▶ DOCUMENT:
_____
Water Dynamics under Drip Irrigation to Proper Manage Water Use in Arid Zone


The water resources reduction due to climate changes and also population increase, have contributed to increasing the constraint on water disponibility and accessibility. In the agricultural field, we need moderate soil and water resources management. This work aims to simulate water dynamics in soil under drip irrigation system in arid regions to better manage irrigation water. Simulations are done with soil physical properties of Burkina Faso. We assess maize plant water requirements for the whole growing season. With Hydrus 2D, we simulate water supply in the soil column. We assign atmospheric conditions on the top of the domain, zero flux of water on the lateral sides, and free drainage on the bottom boundary domain. We perform many irrigation events to analyze wetting pattern distribution around the emitter, which allowed us to contain the amount of irrigation water applied, only around the area dominated by roots, and then reduce water losses that roots cannot uptake. According to the different growing stages of the maize crop, we choose proper irrigation duration and frequency, and suggest irrigation schedule for the whole growing season.

Share and Cite:

Ouédraogo, S. , Bawindsom Kébré, M. and Zougmoré, F. (2021) Water Dynamics under Drip Irrigation to Proper Manage Water Use in Arid Zone. Journal of Agricultural Chemistry and Environment, 10, 57-68. doi: 10.4236/jacen.2021.101004.

1. Introduction

The countries of sub-Saharan Africa like the other countries in the world face multiple problems linked to climate changes. These problems are: rainfall modification, season shift and the increase of extreme meteorological events such as drought or flood particularly in arid or semi-arid regions like Burkina Faso, which affect considerably water and soil resources. Water resources reduction due to climate changes, and also population increase, have contributed to increasing constraint on water supply and accessibility which were already an important problem in Sahelian countries. Furthermore, we have self-food sufficiency problem. We will need irrigated agriculture to produce more food with less water and without deteriorating soil and water resources. Drip irrigation technology can face the challenge [1] [2]. It allows water and solute use more efficiently, reduces losses by allowing accurate supply of water and solutes in the crop base [3]. This work is performed in order to help farmers to improve water and soil management. The main objective of this study is to use Hydrus 2D to analyze water dynamics under drip irrigation in arid soil in Burkina Faso and guide farmers in the water management depending on the specific soil physical properties. The specific objectives are: 1) forecast infiltration, redistribution and evaporation in a soil column with Hydrus 2D; 2) forecast water losses by reducing the amount of irrigation water which reaches region unexplored by the roots; 3) and suggest efficient water use model based on the crop used. Numerical simulation is a fast and efficient tool to study optimal management of drip irrigation technic [2] [4]. Several studies have shown the importance of numerical modeling to design and manage irrigation systems and ferti-irrigation too [5] - [18].
_____
▶ REQUEST: Extend the article on water dynamics under drip irrigation in arid soil, picking up right after its last sentence.
_____
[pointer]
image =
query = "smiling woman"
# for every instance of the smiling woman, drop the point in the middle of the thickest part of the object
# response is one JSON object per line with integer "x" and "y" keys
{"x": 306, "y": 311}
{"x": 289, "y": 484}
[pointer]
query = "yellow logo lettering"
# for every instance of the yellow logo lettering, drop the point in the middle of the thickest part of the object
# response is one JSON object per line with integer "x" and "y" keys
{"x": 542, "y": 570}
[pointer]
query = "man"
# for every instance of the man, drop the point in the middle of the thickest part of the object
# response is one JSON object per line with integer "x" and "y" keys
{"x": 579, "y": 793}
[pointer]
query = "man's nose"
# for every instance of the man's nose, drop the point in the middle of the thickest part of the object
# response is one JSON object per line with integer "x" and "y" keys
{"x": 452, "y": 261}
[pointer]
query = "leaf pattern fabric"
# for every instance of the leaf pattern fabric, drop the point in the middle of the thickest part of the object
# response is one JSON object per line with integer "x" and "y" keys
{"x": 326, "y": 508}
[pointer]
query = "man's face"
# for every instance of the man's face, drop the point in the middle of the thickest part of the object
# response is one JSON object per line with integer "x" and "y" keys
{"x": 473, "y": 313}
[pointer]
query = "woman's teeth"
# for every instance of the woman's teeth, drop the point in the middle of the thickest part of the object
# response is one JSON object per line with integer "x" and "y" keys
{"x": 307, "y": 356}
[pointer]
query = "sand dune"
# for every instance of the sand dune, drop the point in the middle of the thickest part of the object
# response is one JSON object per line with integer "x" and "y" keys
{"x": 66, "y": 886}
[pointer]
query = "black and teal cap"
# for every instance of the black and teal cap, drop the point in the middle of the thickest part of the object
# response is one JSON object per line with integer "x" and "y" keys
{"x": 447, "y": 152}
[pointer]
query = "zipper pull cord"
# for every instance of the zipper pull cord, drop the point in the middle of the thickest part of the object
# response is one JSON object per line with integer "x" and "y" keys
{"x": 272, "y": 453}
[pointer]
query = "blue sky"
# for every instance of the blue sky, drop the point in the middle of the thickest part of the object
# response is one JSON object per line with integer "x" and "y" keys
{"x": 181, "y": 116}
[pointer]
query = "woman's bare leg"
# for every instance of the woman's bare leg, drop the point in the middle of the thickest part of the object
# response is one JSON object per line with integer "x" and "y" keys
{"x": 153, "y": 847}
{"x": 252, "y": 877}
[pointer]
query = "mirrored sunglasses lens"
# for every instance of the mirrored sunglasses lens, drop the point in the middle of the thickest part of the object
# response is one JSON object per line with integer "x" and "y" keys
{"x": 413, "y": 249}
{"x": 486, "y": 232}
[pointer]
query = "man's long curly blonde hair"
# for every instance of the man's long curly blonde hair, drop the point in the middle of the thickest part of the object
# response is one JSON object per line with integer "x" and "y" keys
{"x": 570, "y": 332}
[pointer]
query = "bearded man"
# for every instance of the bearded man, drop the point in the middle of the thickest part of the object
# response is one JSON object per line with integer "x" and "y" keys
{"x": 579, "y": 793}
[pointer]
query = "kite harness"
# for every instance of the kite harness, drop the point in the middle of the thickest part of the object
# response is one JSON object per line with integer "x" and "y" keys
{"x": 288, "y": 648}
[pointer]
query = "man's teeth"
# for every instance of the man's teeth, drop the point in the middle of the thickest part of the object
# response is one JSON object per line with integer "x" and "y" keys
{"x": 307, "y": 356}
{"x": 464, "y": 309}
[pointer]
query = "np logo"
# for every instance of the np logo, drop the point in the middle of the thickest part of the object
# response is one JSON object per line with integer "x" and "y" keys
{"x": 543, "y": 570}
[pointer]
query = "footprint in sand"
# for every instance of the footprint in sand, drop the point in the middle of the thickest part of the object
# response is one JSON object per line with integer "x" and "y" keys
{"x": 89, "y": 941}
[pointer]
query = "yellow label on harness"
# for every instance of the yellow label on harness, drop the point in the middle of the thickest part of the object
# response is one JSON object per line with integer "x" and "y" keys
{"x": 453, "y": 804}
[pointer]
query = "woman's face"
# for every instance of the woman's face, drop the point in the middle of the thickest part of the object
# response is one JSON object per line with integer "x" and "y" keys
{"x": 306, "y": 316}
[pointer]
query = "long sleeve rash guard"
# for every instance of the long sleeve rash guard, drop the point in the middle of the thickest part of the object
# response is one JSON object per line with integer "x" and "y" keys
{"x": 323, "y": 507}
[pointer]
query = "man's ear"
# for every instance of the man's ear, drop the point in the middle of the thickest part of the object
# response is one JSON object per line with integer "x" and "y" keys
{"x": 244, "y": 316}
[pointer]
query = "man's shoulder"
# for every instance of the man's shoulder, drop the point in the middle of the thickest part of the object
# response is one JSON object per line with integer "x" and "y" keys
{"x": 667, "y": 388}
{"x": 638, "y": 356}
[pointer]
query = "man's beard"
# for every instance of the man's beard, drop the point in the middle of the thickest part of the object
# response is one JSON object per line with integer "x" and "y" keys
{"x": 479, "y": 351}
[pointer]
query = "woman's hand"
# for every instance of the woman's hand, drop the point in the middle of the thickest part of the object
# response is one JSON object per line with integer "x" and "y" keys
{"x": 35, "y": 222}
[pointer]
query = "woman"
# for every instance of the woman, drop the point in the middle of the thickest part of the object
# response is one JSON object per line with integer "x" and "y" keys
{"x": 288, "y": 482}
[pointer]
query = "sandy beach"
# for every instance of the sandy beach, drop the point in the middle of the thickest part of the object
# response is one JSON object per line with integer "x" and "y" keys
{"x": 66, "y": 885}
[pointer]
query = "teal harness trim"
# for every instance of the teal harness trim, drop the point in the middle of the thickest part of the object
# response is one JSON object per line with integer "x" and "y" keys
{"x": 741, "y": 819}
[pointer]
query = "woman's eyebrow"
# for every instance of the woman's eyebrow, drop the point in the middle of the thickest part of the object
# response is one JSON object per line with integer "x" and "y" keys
_____
▶ RESULT OF THE EXERCISE:
2. Methods and Materials

2.1. Drip Irrigation

It enables water supplying into the soil, directly in the plant base with small regular amounts of water. Drip irrigation improves water use efficiency, plants growth and production yield. It also improves the application of fertilizers and solutes, it reduces the risk of salinity, weeds and energy needs [19]. Drip irrigation is the most efficient system for crop, vegetables, and fruit trees irrigation [20]. In arid regions or semi-arid regions, due to water scarcity and the increasingly use of water in agriculture drip irrigation is very important to ensure more efficient management of water resources. We distinguish surface drip irrigation system, sub-surface drip irrigation system and family drip irrigation. We called family drip irrigation system, a drip irrigation perform especially for family production, operating in small area between 500 to 1000 m2. It is ideal for rural zones, where there is a water scarcity or water supply is limited, moreover no competency or expertize is required [21].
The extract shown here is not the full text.